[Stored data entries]

--*--

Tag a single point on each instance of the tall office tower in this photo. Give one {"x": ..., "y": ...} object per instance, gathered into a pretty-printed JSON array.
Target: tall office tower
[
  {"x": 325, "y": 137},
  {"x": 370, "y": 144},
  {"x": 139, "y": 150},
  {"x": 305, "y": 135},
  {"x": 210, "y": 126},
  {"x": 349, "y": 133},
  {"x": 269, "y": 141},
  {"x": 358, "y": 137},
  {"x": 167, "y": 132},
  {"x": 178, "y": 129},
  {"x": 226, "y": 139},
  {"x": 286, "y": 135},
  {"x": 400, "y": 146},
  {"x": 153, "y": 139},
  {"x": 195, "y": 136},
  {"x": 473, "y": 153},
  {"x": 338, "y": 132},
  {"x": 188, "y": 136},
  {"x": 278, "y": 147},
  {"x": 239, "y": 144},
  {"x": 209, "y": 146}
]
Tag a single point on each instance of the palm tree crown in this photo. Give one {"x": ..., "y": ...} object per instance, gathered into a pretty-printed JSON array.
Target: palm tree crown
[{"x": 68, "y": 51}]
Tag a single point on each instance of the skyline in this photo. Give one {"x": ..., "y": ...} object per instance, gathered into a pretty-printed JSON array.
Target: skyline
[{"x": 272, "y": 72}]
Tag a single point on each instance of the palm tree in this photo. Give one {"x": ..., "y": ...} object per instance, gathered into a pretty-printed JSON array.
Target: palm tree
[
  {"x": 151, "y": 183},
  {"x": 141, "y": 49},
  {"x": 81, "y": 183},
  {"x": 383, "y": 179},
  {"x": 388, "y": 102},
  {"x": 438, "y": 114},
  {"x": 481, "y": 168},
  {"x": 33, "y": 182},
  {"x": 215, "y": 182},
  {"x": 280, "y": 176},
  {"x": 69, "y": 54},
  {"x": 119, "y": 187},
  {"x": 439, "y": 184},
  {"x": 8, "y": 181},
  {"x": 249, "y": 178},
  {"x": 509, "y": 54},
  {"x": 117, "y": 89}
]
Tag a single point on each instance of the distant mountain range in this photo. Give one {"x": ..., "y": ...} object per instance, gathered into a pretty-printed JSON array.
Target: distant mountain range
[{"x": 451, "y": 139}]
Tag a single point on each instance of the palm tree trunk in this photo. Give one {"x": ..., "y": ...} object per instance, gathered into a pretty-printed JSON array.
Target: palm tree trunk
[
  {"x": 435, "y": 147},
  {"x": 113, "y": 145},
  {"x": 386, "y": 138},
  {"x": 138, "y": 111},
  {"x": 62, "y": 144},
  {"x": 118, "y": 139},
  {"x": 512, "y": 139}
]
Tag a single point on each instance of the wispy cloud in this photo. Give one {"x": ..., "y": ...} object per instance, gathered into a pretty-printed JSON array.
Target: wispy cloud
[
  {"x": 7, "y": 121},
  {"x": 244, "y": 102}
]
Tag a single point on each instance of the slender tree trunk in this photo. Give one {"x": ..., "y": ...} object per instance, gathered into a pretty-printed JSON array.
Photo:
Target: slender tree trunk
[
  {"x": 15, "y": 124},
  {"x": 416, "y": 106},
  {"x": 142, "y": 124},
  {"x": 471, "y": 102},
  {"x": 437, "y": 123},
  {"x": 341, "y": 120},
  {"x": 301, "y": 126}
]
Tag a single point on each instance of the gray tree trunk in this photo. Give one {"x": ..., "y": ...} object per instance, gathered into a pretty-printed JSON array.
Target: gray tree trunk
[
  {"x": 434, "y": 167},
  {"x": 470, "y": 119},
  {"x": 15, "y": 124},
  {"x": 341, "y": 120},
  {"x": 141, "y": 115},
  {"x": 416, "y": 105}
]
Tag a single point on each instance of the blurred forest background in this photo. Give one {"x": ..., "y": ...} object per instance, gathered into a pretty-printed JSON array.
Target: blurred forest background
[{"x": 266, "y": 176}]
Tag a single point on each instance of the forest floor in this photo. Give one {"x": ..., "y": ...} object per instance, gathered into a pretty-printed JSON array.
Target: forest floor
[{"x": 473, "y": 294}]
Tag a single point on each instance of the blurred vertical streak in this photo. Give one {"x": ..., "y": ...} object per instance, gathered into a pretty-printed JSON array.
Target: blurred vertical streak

--*--

◆ **What to do**: Using the same words as the original, repeat the records above.

◆ **Reply to the task**:
Tag a single point on each instance of the tall office tower in this photo. Give one {"x": ..., "y": ...} object per instance, gathered into a pretty-printed JSON array.
Target: tall office tower
[
  {"x": 325, "y": 137},
  {"x": 370, "y": 144},
  {"x": 139, "y": 150},
  {"x": 305, "y": 135},
  {"x": 210, "y": 126},
  {"x": 349, "y": 133},
  {"x": 269, "y": 141},
  {"x": 358, "y": 137},
  {"x": 167, "y": 132},
  {"x": 178, "y": 129},
  {"x": 226, "y": 139},
  {"x": 286, "y": 135},
  {"x": 400, "y": 146},
  {"x": 153, "y": 139},
  {"x": 195, "y": 136},
  {"x": 473, "y": 153},
  {"x": 338, "y": 132},
  {"x": 188, "y": 136},
  {"x": 278, "y": 147},
  {"x": 239, "y": 144},
  {"x": 209, "y": 146}
]
Tag a single point on each instance of the palm tree crown in this photo. Give one {"x": ..., "y": ...} object per instance, gathered into a pretty-printed JSON array.
Target: palm tree crown
[{"x": 68, "y": 51}]
Tag a single point on each instance of the skyline in this photo. Give one {"x": ..., "y": ...} object per instance, gathered into a pretty-printed JSON array.
Target: skyline
[{"x": 272, "y": 72}]
Tag a single point on each instance of the palm tree in this photo. Give one {"x": ..., "y": ...} object per instance, gathered into a pretty-printed JSON array.
Target: palm tree
[
  {"x": 151, "y": 183},
  {"x": 141, "y": 49},
  {"x": 81, "y": 183},
  {"x": 383, "y": 179},
  {"x": 388, "y": 102},
  {"x": 438, "y": 114},
  {"x": 481, "y": 168},
  {"x": 33, "y": 182},
  {"x": 215, "y": 182},
  {"x": 280, "y": 176},
  {"x": 69, "y": 54},
  {"x": 119, "y": 187},
  {"x": 439, "y": 184},
  {"x": 8, "y": 181},
  {"x": 249, "y": 178},
  {"x": 509, "y": 54},
  {"x": 117, "y": 89}
]
Tag a single point on each instance of the distant mountain range in this photo. Give one {"x": ..., "y": ...} object per instance, gathered into a pretty-printed JSON array.
Target: distant mountain range
[{"x": 451, "y": 139}]
Tag a single point on each instance of the palm tree trunk in this photo. Give one {"x": ..., "y": ...} object per instance, gathered into a pretty-printed JSON array.
Target: palm tree trunk
[
  {"x": 435, "y": 147},
  {"x": 113, "y": 145},
  {"x": 386, "y": 138},
  {"x": 138, "y": 111},
  {"x": 62, "y": 144},
  {"x": 118, "y": 139},
  {"x": 512, "y": 139}
]
Tag a single point on each instance of the wispy cloud in this photo. Give one {"x": ..., "y": ...} object per instance, gathered into a pretty-printed JSON array.
Target: wispy cloud
[
  {"x": 7, "y": 121},
  {"x": 244, "y": 102}
]
Tag a single point on each instance of the slender tree trunk in this photo. Give one {"x": ..., "y": ...} object per instance, gathered into a pretty-printed JSON array.
Photo:
Target: slender tree trunk
[
  {"x": 15, "y": 124},
  {"x": 416, "y": 106},
  {"x": 142, "y": 124},
  {"x": 471, "y": 102},
  {"x": 437, "y": 123},
  {"x": 341, "y": 120},
  {"x": 301, "y": 126}
]
Tag a single point on each instance of the gray tree trunk in this photo. Give one {"x": ..., "y": ...} object per instance, gathered into a pretty-printed JSON array.
Target: gray tree trunk
[
  {"x": 434, "y": 167},
  {"x": 470, "y": 119},
  {"x": 15, "y": 124},
  {"x": 341, "y": 120},
  {"x": 141, "y": 115},
  {"x": 416, "y": 105}
]
Tag a single point on each instance of the blurred forest background in this photo. Give one {"x": ..., "y": ...} object per instance, gathered into a pretty-printed JSON array.
Target: blurred forest background
[{"x": 266, "y": 176}]
Tag a single point on each instance of the forest floor in this photo. Give one {"x": ..., "y": ...} object per instance, gathered into a pretty-printed JSON array.
Target: forest floor
[{"x": 473, "y": 294}]
Tag a single point on each instance of the blurred vertical streak in this photo. Give one {"x": ..., "y": ...} object per instance, gathered into a pretty-printed JSON array.
Target: blurred vertical streak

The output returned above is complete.